* **ACTIVITY LIST**:
(A) Translate this sentence from the text below about the Soul of a Nation exhibition into Spanish: "The variety of artworks reflects the many viewpoints of artists and collectives at work during these explosive times."
(B) List every artist that the text below about the Soul of a Nation exhibition names as having artworks in the show.

* **EXTRACTED TEXT**:
San Francisco, CA
During the rise of the Black Power movement, many Black artists were asking fundamental questions about their role: Should a work of art communicate a direct political message? Could it be abstract? What audience should be addressed? Is there a ‘Black art’ or a ‘Black aesthetic’?
Soul of a Nation—organized by the Tate Modern — is a look at how American culture was reshaped through the work of Black artists during the tumultuous 1960s, ‘70s, and early ‘80s. The exhibition features more than 150 artworks, beginning with works by the Spiral group, a New York-based collective who opened up questions of the role of artists in the Civil Rights movement. From there, the exhibition traces the impact of the growing Black Power movement on Black artists, and explores the many ways these artists worked to protest discrimination, rally people to their cause, and celebrate Black culture.
This landmark exhibition features artworks by more than 60 Black artists, including Romare Bearden, Melvin Edwards, Betye Saar, Faith Ringgold, Charles White, Alvin Loving, Alma Thomas, and William T. Williams.
Some artists, galvanized by the spirit of the civil rights movement, created images that spoke of solidarity, strength, and resistance, while others focused primarily on color, form, and concept. Some works paid homage to legendary African American figures from the period, including political leaders Martin Luther King, Malcolm X, and Angela Davis, musician John Coltrane, and sports hero Jack Johnson. The variety of artworks reflects the many viewpoints of artists and collectives at work during these explosive times.
Crystal Bridges is one of only two American venues to host this important exhibition, described as both powerful, and at times, challenging. Following its debut in Bentonville, the exhibition travels to the Brooklyn Museum in New York.

* **SOURCE DATA**:
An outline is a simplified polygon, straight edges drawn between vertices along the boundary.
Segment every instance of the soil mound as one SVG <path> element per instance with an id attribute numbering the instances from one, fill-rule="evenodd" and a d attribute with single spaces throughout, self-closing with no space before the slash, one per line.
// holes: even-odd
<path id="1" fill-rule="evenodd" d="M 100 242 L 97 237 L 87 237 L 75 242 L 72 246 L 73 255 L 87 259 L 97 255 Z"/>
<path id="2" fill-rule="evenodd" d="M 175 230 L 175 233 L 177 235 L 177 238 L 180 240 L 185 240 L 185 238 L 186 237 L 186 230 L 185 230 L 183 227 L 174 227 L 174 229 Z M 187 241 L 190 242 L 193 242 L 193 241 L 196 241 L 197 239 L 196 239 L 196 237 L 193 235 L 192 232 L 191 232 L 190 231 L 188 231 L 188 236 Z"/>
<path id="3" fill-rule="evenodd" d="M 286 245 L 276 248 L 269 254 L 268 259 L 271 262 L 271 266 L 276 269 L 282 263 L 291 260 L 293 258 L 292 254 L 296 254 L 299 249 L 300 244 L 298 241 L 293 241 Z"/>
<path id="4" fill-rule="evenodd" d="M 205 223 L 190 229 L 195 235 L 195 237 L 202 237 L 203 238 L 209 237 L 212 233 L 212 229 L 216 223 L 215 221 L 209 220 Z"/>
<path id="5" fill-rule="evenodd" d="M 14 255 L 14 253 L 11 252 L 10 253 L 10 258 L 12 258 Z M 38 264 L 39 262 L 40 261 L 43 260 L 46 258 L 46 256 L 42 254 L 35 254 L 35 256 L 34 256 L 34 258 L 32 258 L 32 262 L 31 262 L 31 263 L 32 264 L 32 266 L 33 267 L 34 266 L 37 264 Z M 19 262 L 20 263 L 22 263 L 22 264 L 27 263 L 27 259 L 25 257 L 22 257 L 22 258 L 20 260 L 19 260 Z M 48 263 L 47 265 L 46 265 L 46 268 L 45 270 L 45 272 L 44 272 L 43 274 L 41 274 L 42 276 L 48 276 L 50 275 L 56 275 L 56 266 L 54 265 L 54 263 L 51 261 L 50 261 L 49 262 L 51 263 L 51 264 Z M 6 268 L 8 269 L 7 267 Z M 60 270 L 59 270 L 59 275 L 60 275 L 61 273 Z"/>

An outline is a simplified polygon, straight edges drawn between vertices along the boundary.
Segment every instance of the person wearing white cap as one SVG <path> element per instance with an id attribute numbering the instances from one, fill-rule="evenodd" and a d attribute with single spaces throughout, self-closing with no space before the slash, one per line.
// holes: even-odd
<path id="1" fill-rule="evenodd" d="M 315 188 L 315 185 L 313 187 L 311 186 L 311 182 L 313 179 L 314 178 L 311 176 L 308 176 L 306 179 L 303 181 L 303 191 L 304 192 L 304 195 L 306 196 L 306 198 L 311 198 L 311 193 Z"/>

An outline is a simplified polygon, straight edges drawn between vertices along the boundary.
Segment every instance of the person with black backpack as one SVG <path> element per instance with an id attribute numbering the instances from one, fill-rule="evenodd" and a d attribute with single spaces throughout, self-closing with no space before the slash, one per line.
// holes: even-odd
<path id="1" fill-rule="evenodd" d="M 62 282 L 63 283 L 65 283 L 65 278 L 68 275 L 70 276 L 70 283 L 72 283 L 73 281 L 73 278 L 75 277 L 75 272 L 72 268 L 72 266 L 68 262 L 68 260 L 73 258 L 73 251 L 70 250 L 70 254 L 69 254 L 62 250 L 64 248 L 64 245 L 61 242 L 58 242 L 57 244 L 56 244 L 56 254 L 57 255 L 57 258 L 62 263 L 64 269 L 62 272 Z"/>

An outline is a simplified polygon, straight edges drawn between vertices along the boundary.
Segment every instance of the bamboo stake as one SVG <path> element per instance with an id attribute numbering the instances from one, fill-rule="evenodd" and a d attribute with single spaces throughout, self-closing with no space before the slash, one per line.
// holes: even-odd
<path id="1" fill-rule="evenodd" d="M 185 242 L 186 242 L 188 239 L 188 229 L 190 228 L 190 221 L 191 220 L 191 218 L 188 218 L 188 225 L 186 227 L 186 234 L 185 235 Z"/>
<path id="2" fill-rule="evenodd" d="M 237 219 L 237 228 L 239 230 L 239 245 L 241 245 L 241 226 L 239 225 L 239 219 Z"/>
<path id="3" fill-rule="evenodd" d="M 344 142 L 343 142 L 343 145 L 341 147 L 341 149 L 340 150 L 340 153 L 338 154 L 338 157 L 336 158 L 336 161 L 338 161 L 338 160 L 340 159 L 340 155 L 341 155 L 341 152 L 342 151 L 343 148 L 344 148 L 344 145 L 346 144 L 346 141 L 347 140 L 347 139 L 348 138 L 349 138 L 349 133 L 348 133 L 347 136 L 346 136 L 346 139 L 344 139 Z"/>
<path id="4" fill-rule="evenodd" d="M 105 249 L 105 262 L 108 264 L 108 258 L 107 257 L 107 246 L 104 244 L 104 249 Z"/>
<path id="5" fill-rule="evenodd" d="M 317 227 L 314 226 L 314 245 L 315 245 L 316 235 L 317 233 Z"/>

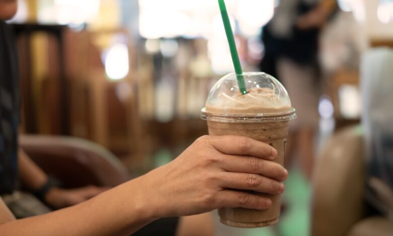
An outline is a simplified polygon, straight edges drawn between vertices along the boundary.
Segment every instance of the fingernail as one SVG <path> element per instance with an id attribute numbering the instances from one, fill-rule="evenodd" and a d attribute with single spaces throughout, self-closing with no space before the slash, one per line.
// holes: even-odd
<path id="1" fill-rule="evenodd" d="M 281 183 L 281 184 L 280 185 L 280 194 L 283 193 L 285 190 L 285 186 L 284 185 L 283 183 Z"/>
<path id="2" fill-rule="evenodd" d="M 274 148 L 272 148 L 272 156 L 271 158 L 272 159 L 275 159 L 276 158 L 276 157 L 277 156 L 277 150 L 276 150 Z"/>

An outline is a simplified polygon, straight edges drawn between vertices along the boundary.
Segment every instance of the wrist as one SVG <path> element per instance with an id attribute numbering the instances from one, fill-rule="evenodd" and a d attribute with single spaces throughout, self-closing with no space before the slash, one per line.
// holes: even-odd
<path id="1" fill-rule="evenodd" d="M 131 181 L 130 183 L 134 185 L 133 187 L 137 189 L 134 192 L 135 210 L 143 218 L 154 220 L 166 215 L 163 212 L 164 205 L 159 200 L 161 198 L 157 195 L 157 193 L 149 184 L 150 180 L 149 174 L 147 174 Z"/>

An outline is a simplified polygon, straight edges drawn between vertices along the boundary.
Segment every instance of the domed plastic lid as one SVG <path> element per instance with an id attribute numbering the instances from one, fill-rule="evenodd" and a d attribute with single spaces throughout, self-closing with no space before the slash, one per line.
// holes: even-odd
<path id="1" fill-rule="evenodd" d="M 226 75 L 210 91 L 203 119 L 262 122 L 296 117 L 288 92 L 278 80 L 263 72 L 242 75 L 248 93 L 240 93 L 235 74 Z"/>

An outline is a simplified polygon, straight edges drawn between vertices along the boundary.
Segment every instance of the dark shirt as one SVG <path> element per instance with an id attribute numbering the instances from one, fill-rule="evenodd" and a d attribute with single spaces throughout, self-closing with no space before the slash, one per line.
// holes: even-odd
<path id="1" fill-rule="evenodd" d="M 16 187 L 19 108 L 15 40 L 0 21 L 0 194 L 11 193 Z"/>

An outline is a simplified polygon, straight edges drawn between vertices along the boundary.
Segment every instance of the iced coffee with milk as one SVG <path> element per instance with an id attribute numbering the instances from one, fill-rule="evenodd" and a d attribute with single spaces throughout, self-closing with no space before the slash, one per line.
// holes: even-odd
<path id="1" fill-rule="evenodd" d="M 209 93 L 202 115 L 207 121 L 209 134 L 246 136 L 265 142 L 277 150 L 277 157 L 273 161 L 283 165 L 289 121 L 296 117 L 287 91 L 273 77 L 252 72 L 241 75 L 247 91 L 242 94 L 237 76 L 235 74 L 224 76 Z M 247 228 L 264 227 L 278 222 L 281 195 L 252 193 L 270 198 L 272 206 L 261 210 L 220 209 L 221 222 Z"/>

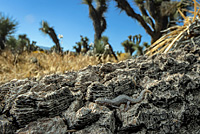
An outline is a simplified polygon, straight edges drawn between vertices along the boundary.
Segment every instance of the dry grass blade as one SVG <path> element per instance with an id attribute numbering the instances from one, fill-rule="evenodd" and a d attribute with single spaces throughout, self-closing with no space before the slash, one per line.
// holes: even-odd
<path id="1" fill-rule="evenodd" d="M 145 55 L 154 55 L 157 53 L 167 53 L 175 44 L 175 42 L 180 41 L 184 38 L 184 36 L 188 36 L 190 35 L 189 29 L 190 26 L 193 24 L 193 22 L 196 21 L 196 19 L 198 19 L 198 17 L 200 17 L 200 4 L 198 2 L 196 2 L 196 0 L 193 0 L 194 2 L 194 11 L 190 11 L 190 10 L 182 10 L 182 11 L 187 11 L 189 13 L 193 14 L 193 17 L 191 16 L 185 16 L 183 14 L 183 12 L 178 9 L 179 14 L 183 17 L 184 19 L 184 25 L 183 26 L 173 26 L 170 27 L 166 30 L 163 30 L 161 32 L 165 33 L 160 39 L 158 39 L 157 41 L 155 41 L 147 50 Z M 198 16 L 198 17 L 197 17 Z"/>

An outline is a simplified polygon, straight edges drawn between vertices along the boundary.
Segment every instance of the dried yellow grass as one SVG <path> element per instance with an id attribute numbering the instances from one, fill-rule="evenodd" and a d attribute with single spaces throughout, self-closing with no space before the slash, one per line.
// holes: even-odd
<path id="1" fill-rule="evenodd" d="M 31 59 L 37 58 L 37 63 Z M 119 61 L 127 59 L 128 56 L 118 57 Z M 101 60 L 106 62 L 117 62 L 114 58 Z M 13 55 L 10 51 L 0 54 L 0 84 L 12 79 L 32 78 L 66 71 L 76 71 L 88 65 L 97 65 L 100 61 L 98 57 L 67 54 L 63 57 L 56 54 L 46 54 L 44 52 L 24 52 L 20 55 Z"/>
<path id="2" fill-rule="evenodd" d="M 163 35 L 160 39 L 155 41 L 151 46 L 147 49 L 145 55 L 155 55 L 157 53 L 167 53 L 174 44 L 184 36 L 185 32 L 188 32 L 190 25 L 195 22 L 196 19 L 200 18 L 200 4 L 196 2 L 196 0 L 193 0 L 194 2 L 194 11 L 185 10 L 191 14 L 193 14 L 193 17 L 191 16 L 185 16 L 180 9 L 178 9 L 178 12 L 184 19 L 184 25 L 183 26 L 173 26 L 170 27 L 163 32 L 170 31 L 167 34 Z"/>

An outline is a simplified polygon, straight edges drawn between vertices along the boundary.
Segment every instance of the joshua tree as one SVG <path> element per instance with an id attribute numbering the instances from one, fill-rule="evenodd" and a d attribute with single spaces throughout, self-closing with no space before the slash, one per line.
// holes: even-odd
<path id="1" fill-rule="evenodd" d="M 62 48 L 60 47 L 60 43 L 55 33 L 55 30 L 53 29 L 53 27 L 49 26 L 47 21 L 42 21 L 42 28 L 40 28 L 39 30 L 41 30 L 44 34 L 48 34 L 50 38 L 53 40 L 53 42 L 55 43 L 56 52 L 62 53 Z"/>
<path id="2" fill-rule="evenodd" d="M 18 23 L 0 13 L 0 49 L 5 49 L 6 39 L 16 30 Z"/>
<path id="3" fill-rule="evenodd" d="M 104 13 L 108 8 L 108 0 L 95 0 L 96 8 L 93 6 L 93 0 L 82 0 L 83 4 L 87 4 L 89 7 L 89 16 L 93 21 L 94 26 L 94 40 L 95 42 L 101 39 L 102 33 L 106 29 L 106 19 L 104 17 Z"/>
<path id="4" fill-rule="evenodd" d="M 191 6 L 188 4 L 188 1 L 191 0 L 181 0 L 181 2 L 172 0 L 134 0 L 141 12 L 140 15 L 135 12 L 127 0 L 115 1 L 118 8 L 142 25 L 151 36 L 151 43 L 160 38 L 161 31 L 169 27 L 170 22 L 177 18 L 175 15 L 178 7 L 189 8 Z"/>
<path id="5" fill-rule="evenodd" d="M 18 48 L 20 48 L 21 51 L 28 48 L 30 46 L 30 40 L 27 37 L 26 34 L 18 35 Z"/>
<path id="6" fill-rule="evenodd" d="M 73 46 L 73 49 L 76 50 L 76 53 L 80 54 L 82 53 L 87 53 L 88 50 L 90 50 L 90 46 L 88 44 L 89 39 L 87 37 L 83 37 L 80 35 L 81 41 L 76 42 L 77 46 Z"/>
<path id="7" fill-rule="evenodd" d="M 122 42 L 122 46 L 124 47 L 124 50 L 126 53 L 129 53 L 130 55 L 133 54 L 133 52 L 136 52 L 136 56 L 143 55 L 143 48 L 149 47 L 148 43 L 144 42 L 141 46 L 141 38 L 142 36 L 135 35 L 135 36 L 128 36 L 129 40 L 125 40 Z"/>

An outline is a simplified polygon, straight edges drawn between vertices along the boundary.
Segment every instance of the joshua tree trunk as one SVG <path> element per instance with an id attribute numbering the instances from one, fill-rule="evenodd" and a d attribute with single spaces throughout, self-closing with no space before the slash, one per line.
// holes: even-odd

* **OUTPUTS BY TASK**:
(A) La variedad de obras de arte refleja los múltiples puntos de vista de los artistas y colectivos que trabajaban en estos tiempos explosivos.

(B)
Romare Bearden
Melvin Edwards
Betye Saar
Faith Ringgold
Charles White
Alvin Loving
Alma Thomas
William T. Williams